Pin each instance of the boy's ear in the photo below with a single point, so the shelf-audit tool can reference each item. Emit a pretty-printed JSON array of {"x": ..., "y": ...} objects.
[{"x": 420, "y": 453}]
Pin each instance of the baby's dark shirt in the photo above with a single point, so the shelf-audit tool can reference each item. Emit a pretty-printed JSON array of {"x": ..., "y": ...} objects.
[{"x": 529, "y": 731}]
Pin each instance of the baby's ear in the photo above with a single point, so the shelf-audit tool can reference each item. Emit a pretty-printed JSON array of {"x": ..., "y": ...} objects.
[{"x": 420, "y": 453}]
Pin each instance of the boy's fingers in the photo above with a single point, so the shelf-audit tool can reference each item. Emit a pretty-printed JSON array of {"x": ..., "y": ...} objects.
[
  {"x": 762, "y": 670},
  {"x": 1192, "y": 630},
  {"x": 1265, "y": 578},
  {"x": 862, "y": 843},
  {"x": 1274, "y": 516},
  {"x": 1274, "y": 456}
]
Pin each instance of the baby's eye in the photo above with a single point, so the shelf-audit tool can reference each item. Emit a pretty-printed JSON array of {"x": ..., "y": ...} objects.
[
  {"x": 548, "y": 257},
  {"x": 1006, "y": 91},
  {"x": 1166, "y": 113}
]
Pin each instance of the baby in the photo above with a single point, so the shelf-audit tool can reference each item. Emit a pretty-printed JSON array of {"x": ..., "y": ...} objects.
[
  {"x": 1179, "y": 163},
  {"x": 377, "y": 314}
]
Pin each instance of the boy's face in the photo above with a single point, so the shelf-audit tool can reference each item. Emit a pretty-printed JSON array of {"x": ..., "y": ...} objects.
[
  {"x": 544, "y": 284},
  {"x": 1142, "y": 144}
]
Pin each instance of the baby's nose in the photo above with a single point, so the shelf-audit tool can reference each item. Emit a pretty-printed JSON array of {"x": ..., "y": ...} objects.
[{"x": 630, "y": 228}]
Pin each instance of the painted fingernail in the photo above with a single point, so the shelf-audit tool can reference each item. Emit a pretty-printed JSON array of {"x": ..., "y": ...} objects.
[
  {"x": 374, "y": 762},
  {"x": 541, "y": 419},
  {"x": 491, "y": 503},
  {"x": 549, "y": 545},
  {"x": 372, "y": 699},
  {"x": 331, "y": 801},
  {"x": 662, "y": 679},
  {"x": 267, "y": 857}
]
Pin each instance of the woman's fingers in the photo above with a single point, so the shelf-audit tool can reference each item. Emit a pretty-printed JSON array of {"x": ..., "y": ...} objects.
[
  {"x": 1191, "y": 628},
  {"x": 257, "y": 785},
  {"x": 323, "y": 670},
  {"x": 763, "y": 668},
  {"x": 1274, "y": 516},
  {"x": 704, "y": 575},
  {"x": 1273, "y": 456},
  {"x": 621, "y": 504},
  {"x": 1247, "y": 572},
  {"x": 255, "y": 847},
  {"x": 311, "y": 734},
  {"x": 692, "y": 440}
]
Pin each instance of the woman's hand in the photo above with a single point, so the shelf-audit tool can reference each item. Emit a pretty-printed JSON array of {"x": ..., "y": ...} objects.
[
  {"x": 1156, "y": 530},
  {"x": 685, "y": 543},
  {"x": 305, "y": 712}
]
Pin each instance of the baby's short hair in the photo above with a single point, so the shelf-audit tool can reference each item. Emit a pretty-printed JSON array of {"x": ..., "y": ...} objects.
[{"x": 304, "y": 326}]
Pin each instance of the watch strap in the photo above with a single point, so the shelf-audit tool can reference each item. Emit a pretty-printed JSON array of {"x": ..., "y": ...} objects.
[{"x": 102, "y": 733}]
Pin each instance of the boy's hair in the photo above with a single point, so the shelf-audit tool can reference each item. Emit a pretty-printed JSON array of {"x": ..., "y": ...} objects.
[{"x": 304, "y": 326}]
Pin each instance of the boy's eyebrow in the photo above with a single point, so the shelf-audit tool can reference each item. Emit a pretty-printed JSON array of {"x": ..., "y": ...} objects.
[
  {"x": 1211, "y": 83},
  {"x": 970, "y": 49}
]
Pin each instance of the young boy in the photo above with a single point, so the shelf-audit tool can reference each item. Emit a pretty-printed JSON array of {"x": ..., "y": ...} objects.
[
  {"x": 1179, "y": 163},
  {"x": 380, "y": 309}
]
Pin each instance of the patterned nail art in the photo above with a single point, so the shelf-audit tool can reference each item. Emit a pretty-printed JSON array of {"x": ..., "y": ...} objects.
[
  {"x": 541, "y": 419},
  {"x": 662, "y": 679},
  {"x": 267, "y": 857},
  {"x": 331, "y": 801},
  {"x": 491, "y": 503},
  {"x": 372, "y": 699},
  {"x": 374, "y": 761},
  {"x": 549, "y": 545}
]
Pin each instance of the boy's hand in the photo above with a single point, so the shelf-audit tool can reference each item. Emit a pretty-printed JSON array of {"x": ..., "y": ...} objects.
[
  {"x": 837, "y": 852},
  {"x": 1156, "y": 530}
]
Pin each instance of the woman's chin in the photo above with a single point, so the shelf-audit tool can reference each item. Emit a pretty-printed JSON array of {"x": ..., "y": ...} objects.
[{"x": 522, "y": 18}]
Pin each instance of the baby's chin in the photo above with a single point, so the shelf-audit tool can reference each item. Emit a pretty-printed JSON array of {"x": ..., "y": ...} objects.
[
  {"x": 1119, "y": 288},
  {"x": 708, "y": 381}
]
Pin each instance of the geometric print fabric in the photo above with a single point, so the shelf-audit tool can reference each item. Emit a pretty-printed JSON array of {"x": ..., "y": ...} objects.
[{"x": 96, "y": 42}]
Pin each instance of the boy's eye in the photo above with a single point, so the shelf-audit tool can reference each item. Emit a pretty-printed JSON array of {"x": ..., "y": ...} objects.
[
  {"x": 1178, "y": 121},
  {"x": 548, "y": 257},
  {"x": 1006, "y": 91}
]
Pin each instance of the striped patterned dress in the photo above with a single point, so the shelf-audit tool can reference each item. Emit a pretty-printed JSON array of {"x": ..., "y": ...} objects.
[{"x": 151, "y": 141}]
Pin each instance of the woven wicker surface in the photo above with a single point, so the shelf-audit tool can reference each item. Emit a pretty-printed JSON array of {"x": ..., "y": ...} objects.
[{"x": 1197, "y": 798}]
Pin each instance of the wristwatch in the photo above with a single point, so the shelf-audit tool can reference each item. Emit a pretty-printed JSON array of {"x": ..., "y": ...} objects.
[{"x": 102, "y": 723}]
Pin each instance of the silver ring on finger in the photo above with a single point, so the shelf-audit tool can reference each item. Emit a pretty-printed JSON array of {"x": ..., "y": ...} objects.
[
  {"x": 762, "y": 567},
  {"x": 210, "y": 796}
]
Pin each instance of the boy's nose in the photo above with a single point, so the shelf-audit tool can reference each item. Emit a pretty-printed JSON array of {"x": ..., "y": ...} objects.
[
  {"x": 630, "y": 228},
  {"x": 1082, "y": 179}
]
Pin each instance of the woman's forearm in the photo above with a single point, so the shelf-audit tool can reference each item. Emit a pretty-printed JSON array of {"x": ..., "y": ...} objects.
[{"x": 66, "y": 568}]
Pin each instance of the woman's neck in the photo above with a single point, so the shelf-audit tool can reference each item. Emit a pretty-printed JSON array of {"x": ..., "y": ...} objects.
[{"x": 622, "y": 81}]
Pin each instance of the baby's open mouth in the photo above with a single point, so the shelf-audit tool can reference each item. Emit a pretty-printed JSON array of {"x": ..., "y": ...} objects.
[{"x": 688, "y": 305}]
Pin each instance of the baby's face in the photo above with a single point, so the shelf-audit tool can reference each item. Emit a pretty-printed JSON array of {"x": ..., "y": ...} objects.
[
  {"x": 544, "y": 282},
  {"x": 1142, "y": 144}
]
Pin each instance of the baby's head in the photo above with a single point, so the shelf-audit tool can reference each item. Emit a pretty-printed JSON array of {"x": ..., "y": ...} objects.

★ ★ ★

▶ **STATED TASK**: Update the material from the line containing "Pin each instance of the baby's open" through its end by replacing every "shelf-audit tool" with "inventory tool". Leave everything else unchanged and give only those lines.

▶ **CORRECT RESPONSE**:
Pin each instance of the baby's open mouth in the photo above with a single point, so the inventory tool can reference each item. Emit a pretty-printed JSON array of {"x": ..., "y": ...} objects.
[{"x": 688, "y": 305}]
Pin each instance of the baby's face in the photo above with a single point, so the inventory tool can reference each item. Emit a pretty-printed JSON array of {"x": ..., "y": ...} objects.
[
  {"x": 544, "y": 282},
  {"x": 1142, "y": 144}
]
Pin each instance of the baby's head in the photo above with a single point, so the inventory tool can reference each item. Emit a pretty-printed JSON array of {"x": ..., "y": ...} objects.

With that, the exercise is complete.